--- begin Entries provided ---

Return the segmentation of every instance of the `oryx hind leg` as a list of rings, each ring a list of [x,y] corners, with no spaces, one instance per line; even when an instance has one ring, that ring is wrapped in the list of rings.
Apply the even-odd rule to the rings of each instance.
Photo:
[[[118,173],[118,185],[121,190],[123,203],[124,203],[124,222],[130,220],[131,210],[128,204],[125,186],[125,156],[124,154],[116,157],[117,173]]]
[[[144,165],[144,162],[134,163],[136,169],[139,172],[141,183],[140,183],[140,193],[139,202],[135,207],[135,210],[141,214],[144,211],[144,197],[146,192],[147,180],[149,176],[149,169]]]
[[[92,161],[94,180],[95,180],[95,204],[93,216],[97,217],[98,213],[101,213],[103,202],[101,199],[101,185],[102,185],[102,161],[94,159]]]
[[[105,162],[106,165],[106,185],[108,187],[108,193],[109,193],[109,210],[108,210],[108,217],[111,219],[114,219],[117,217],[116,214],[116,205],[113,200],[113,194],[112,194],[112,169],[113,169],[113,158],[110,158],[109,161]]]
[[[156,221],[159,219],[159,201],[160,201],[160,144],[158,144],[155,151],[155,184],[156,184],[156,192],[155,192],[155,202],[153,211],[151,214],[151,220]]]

--- end Entries provided ---
--- begin Entries provided ---

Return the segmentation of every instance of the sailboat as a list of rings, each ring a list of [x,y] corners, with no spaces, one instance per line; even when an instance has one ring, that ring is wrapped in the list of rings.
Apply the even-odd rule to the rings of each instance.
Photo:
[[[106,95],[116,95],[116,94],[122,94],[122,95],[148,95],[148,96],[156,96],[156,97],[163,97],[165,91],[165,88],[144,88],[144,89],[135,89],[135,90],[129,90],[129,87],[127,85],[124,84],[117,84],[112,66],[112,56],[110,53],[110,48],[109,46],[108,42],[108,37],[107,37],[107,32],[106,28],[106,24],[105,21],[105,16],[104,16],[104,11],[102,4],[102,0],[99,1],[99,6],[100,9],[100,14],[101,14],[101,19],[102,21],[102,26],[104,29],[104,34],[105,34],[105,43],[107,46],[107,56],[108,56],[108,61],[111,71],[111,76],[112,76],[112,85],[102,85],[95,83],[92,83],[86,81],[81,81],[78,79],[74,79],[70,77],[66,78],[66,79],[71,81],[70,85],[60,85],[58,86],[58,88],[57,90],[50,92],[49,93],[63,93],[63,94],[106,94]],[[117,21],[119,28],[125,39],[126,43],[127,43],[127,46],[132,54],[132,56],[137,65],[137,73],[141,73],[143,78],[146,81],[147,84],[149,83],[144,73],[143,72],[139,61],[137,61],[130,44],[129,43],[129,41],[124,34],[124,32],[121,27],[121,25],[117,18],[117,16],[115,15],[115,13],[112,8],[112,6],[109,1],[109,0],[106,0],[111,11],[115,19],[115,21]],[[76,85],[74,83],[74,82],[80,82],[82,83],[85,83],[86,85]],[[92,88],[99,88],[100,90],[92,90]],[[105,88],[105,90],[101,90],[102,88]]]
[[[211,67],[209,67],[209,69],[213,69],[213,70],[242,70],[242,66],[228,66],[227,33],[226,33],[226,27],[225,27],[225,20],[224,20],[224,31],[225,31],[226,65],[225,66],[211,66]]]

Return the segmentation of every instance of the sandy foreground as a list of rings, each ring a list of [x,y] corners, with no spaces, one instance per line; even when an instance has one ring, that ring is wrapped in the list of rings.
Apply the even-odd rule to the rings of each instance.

--- end Entries provided ---
--- begin Entries provided ---

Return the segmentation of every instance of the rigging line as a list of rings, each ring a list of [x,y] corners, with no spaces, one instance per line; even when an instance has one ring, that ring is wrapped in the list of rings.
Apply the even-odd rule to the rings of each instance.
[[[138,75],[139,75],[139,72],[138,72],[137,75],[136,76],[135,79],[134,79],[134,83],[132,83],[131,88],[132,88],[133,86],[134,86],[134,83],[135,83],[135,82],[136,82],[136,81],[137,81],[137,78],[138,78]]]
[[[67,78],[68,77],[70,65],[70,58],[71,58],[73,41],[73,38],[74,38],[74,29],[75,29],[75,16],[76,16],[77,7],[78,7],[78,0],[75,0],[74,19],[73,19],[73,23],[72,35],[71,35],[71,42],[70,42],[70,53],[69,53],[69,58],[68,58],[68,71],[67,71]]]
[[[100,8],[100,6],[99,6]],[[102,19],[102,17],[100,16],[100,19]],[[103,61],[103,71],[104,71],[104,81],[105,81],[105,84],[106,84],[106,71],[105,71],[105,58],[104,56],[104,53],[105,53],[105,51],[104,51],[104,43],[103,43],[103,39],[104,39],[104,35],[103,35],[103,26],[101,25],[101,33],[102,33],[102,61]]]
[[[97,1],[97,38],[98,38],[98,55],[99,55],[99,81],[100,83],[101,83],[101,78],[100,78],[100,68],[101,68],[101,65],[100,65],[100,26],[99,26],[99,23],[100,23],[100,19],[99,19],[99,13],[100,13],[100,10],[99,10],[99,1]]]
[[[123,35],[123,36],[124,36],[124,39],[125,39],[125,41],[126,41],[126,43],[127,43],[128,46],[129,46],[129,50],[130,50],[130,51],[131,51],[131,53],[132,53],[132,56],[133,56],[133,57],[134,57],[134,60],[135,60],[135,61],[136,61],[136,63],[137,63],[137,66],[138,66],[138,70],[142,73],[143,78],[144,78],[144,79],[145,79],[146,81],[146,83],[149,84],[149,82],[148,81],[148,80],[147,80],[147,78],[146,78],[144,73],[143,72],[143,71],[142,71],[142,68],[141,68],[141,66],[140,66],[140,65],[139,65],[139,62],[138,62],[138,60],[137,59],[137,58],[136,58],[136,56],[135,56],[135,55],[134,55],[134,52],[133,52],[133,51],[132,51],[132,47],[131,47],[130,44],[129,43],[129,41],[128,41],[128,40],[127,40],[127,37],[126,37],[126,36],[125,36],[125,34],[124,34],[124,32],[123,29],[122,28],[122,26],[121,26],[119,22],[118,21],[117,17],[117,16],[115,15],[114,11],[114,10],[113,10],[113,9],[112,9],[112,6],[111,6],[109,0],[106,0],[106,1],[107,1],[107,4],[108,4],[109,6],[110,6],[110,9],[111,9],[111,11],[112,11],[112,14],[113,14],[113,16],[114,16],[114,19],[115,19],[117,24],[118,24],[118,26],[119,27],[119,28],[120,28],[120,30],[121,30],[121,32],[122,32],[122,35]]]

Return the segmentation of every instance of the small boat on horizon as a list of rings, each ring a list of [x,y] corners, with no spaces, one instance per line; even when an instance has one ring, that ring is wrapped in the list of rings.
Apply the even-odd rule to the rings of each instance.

--- end Entries provided ---

[The request]
Select every line of the records above that contains the word "when", and copy each such line in full.

[Result of the task]
Return the segmentation of every instance of the `oryx hind leg` as a list of rings, each ring a list of [x,y] corners, with no spaces, one instance per line; even when an instance has one ring, that ring is wrapped in the list of rings.
Return the segmentation of every instance of the sailboat as a list of rings, each ring a list of [x,y] corners, with no spaces, one instance per line; even when an instance has one ring, that ring is wrapped in the list of rings.
Return the segmentation of every instance of the sandy foreground as a list of rings, each ring a list of [x,y] corners, with no spaces, one instance per line; even when an instance has one ring, that ring is wrapped in the list of rings.
Return the segmentation of every instance of the rigging line as a list of rings, each ring a list of [x,y] corners, with no spaces, one instance per line; even when an instance has one ring, that ring is wrapped in the list of rings.
Return the segmentation of every instance of the small boat on horizon as a list of rings, each ring a list of [x,y] corners, with no spaces, one instance per line; even when an instance has one ring, that ring is wrapped in the list of rings.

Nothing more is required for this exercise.